## start

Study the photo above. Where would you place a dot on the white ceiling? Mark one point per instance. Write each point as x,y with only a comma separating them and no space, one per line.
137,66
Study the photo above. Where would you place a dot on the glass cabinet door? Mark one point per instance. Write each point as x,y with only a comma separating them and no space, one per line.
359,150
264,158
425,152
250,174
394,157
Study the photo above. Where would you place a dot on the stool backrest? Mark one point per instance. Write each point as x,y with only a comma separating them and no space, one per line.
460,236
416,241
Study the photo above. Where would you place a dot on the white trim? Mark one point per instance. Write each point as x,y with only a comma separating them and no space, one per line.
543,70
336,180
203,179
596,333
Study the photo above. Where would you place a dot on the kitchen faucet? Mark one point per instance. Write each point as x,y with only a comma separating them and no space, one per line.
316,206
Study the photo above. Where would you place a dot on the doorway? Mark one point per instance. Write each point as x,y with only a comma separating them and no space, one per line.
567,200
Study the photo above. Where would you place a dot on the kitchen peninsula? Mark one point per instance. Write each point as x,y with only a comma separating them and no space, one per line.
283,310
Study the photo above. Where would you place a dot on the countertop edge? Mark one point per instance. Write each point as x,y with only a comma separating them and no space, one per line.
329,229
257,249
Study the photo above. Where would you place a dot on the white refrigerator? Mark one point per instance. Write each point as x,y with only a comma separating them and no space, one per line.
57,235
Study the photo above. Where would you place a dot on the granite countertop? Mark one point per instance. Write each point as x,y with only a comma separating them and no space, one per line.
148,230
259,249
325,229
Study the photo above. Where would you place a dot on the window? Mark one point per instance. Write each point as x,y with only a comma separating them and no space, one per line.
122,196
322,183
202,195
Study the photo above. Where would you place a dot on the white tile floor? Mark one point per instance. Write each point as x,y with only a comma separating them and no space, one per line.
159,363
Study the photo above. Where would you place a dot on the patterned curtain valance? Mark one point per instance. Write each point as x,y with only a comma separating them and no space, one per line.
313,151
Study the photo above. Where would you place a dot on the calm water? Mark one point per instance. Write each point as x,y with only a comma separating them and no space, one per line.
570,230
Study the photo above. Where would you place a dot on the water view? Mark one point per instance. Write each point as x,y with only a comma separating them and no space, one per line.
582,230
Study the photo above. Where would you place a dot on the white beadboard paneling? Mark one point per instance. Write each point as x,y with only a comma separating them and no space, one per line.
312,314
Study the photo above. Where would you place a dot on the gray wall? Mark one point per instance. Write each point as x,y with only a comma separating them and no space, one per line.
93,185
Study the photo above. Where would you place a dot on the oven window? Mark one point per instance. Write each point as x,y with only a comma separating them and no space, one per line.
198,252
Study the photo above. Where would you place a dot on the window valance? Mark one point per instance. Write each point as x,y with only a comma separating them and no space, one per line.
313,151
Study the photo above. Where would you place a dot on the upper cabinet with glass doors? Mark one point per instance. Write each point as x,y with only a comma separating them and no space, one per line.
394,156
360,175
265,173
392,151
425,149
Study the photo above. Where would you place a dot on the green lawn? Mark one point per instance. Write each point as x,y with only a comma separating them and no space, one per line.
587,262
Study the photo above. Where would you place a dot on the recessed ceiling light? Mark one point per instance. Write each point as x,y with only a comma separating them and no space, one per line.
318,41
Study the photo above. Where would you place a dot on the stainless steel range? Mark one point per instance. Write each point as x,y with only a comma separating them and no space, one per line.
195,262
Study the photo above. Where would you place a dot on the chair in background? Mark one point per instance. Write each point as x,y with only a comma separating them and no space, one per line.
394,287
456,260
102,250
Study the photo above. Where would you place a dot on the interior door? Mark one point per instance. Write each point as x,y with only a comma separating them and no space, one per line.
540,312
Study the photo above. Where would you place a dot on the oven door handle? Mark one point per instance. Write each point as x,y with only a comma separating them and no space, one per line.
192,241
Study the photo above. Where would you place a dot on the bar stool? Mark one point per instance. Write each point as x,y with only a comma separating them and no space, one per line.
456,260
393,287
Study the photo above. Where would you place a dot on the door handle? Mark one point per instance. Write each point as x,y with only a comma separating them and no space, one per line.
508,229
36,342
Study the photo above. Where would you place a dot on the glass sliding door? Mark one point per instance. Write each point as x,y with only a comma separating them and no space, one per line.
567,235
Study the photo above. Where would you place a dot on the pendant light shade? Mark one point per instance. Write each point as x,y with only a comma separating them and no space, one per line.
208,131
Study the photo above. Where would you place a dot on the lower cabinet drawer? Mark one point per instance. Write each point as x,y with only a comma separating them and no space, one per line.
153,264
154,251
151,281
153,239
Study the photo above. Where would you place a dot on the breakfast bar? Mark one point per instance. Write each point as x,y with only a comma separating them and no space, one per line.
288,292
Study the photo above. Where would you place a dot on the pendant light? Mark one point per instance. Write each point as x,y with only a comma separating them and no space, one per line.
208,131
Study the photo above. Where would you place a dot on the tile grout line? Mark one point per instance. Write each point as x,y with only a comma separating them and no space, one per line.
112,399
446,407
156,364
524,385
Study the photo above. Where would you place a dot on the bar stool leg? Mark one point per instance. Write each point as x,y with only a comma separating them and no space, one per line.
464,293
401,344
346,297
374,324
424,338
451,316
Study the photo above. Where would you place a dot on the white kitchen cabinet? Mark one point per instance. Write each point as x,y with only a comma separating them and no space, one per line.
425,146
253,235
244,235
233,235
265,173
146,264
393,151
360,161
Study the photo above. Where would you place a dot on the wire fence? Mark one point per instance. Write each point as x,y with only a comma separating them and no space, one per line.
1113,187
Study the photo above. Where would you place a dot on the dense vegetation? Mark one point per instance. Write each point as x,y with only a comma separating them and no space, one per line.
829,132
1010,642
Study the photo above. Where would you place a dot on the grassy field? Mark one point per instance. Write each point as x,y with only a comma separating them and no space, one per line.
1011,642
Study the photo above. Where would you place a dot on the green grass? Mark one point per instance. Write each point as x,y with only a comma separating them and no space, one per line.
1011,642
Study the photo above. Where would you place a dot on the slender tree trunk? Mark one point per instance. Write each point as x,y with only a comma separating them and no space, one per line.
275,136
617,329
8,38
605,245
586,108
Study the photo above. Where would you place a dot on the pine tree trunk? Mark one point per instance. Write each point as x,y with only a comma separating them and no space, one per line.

## end

What the exercise asks:
Give all the entries again exactly; leave none out.

The response:
Study the photo above. Where would you place a dot on the white ceiling? Mark one point per instance. Write each point as x,y with only a comma separating them and no space, one per line.
137,66
Study the photo above. Where would you place a dot on the glass cabinet door? Mark one point per instance. Write each point as x,y with only a comma separating them and no space, one per line.
359,150
264,158
425,152
250,174
394,157
Study the photo above. Where would you place a dot on the stool backrest? Mark one point per instance. Write each point as x,y with only a comma separating them and no space, one per line.
460,236
416,241
Study the photo above. Where would you place a dot on the white trim? Mark one point per instance. Write each point as x,y with only a comma separating them and no space, one per line.
543,70
336,180
203,179
596,333
Study the photo above. Where would you place a dot on the kitchen faucet? Mark one point per instance. Write each point as x,y with only a comma separating them and no space, one per line.
316,206
Study the photo above. Where would you place a dot on the doorway? Mark one point per instance. Write each point as x,y with only a comma separating them and no space, one per line.
567,200
Study the photo above. Where would you place a dot on the kitchen peninsula? Mark one point per instance. Write each point as x,y with only a comma separating them and no space, one per line.
283,310
Study the photo above. Where would you place a dot on the countertop edge? Mark one point per instance. Write each point as x,y with only a comma separating them and no space, one per line.
329,229
257,249
Study the photo above. Where would you place a dot on the white refrigerator? Mark one point per instance. Write each point as x,y with only a comma separating them and no space, one per line.
57,235
Study the photo above. Where would you place a dot on the granite countertop? Mark one point per instance. Write each point as x,y with only a comma separating them and no space, one per line.
148,230
259,249
325,229
Study the photo above. Where would you place a dot on the window? Mark one point per instance. Write each point as x,y with only a comma separating them and no space, one per line.
122,196
322,183
202,195
Study the photo above. Where would you place a dot on the white tile floor? Mark one point per instance. Write each point as x,y with only a comma separating them and no space, one per line.
159,363
Study the photo above. Where would you place a dot on the patterned curtain valance? Mark one point per instance. Write each point as x,y with only a comma separating them and no space, one per line.
313,151
Study the photo above. Where would you place a dot on the calm water? Mark one point per instance. Write each point as x,y with only a comma separating them and no space, one per line.
570,230
Study the photo above. Where would you place a dot on the water view? Mark one point per instance. Write each point as x,y with only a comma separating them and no space, one per line.
582,230
Study the photo above. Where would you place a dot on the white beadboard paneling? Mark one point per instance. Write each point as x,y with only a comma separating them and no space, one per line.
312,314
Study the photo above. Where would you place a dot on the gray wall? Mark one point per instance. Write each point as x,y with only a comma separating them and no space, one per line.
93,185
Study the photo above. Where would you place a dot on the oven window? Mark one point per instance. Write each point as x,y with only a comma separating them and no space, one per line.
198,252
Study the photo above. Where would you place a dot on the window valance? Mark one point per instance. Write each point as x,y with only a comma separating them and no space, one per line.
313,151
Study the photo above. Where would you place a dot on the upper cabinet with glass doors? Mark one point per instance. Write each point as x,y with only a comma separating them and no space, one per line.
394,156
360,175
265,173
392,151
425,149
Study the photo above. Where would you place a dot on the green lawn? Mark one point per instance. Write each point as x,y with only a comma separating them and no space, one per line.
587,262
Study the photo above. Where would you place a dot on the recessed ceiling light? Mark one point per instance. Write each point as x,y with only a comma separating them and no space, one per line.
318,41
Study the photo above. Where would you place a dot on the stainless steel range? Mark one point per instance. Write each point as x,y with only a comma separating them and no space, one per line.
195,262
Study the photo above. Where would you place a dot on the chair in background? Mark one point per instance. Write each point as x,y with only a comma separating them and no space, one per line.
394,287
456,260
102,250
Study the photo above. Where would you place a dot on the interior door? Mark one point per instance. Write each point as x,y with only a comma separating them and no space, one per line.
540,312
Study the photo above. Where would you place a dot on the oven door handle? Mark one point per instance. Write each point as x,y with only a comma separating them and no space, one per line.
192,241
Study the photo above. Where would you place a dot on the bar stool? Mark one point per instance. Write each point as x,y with only a comma separating them and no space, one per line.
456,260
393,287
Study the photo above. Where would you place a dot on the door handle? Mark one point per instance. Write each point as x,y with only a comma separating them and no space, one per line.
508,229
36,342
Study the photo above. Where would you place a dot on the glass sliding door? Mark one point per instance. Write each point as x,y with only a comma separating them and no space, one per line.
567,235
Study the photo above. Where would you place a dot on the pendant light shade? Mark one point per instance. Write each point as x,y with only a comma separating them and no space, one per line.
208,131
Study the photo above. Where would you place a dot on the lower cabinet drawer? Mark one point per instance. Write each point as x,y with only a comma separating them and no space, one per line.
153,264
154,251
151,281
153,239
Study the photo above. Where would you place a dot on the breakfast bar? Mark one point per instance. Write each point as x,y with only a comma separating them and no space, one per line.
288,292
Study the photo above. Where would you place a dot on the pendant light? Mark one point per instance. Write each point as x,y with only a comma separating them and no space, one per line.
208,131
Study the photo above. Where would you place a dot on the tile grout line? Mark one point per instance. Write each point as x,y with only a comma separating them and no space, one per line.
112,399
446,407
156,364
524,385
Study the photo above. Where would you place a dot on the bar stool leg? Mark one point per instance. Write each point as x,y with only a comma separating them and no space, one per line.
464,293
401,344
346,297
374,324
424,338
451,316
Study the photo above. Where would you place a dot on the white kitchen cabinet? Mark one point per instance. Write each point as x,y with only a comma separating them and no space, one per line.
425,146
253,235
244,235
233,235
265,173
146,264
393,151
360,161
Study the photo above. Where would you place a dot on the wire fence? Mark one point per instance. Write each point as x,y with only a comma separating them and no space, one per line.
1113,187
Study the photo above. Where would you place a dot on the dense vegetation? Mark one point per instance. Write each point as x,y with only a comma separating them and no space, one per line.
829,132
1010,642
Study the photo above. Where would you place a dot on the grassy field? Mark one point per instance. Write each point as x,y with only a comma separating them and no space, one per line.
1011,642
Study the photo above. Where would you place a dot on the green grass? Mark one point per instance. Write each point as x,y with only a comma separating them and no space, one per line.
1011,642
Study the photo above. Where would you place a dot on the slender tree trunk? Mark one point per instance. Write each point as x,y with only a comma separating them and no space, one per line.
275,136
617,329
8,38
605,245
586,108
Study the photo above. Where would you place a dot on the pine tree trunk? Mark one point per instance. Write each point as x,y with only a comma separating them and no space, one per line.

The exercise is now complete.